Outline annotation lines
* * * * *
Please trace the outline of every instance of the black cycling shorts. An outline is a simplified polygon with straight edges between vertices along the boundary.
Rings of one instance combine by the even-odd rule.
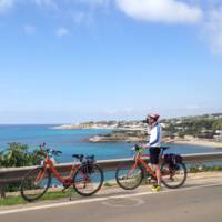
[[[150,148],[150,163],[159,164],[159,158],[160,158],[160,148],[151,147]]]

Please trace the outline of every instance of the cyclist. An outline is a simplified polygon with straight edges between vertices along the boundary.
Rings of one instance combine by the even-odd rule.
[[[151,189],[152,191],[160,191],[161,190],[161,172],[160,172],[160,164],[159,164],[159,155],[160,155],[160,145],[161,145],[161,137],[162,137],[162,128],[159,123],[160,115],[157,113],[148,114],[145,119],[145,123],[149,125],[148,132],[150,134],[149,143],[143,144],[143,149],[149,149],[150,151],[150,162],[155,170],[155,174],[158,178],[158,184],[153,185]]]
* * * * *
What to do -> Quote the lines above word for word, starting at the line that contains "Please trace the outline of every instance of the cyclist." and continuing through the final line.

The response ->
Please trace the outline of every instance of the cyclist. An outline is a simplified polygon with straight edges between vertices along the boundary.
Rings of one instance combine by the even-odd rule.
[[[151,189],[152,191],[160,191],[161,190],[161,172],[160,172],[160,164],[159,164],[159,155],[160,155],[160,145],[161,145],[161,137],[162,137],[162,128],[159,123],[160,115],[157,113],[148,114],[145,119],[145,123],[149,125],[148,132],[150,134],[149,143],[143,144],[143,149],[149,149],[150,151],[150,162],[155,170],[155,174],[158,178],[158,184],[153,185]]]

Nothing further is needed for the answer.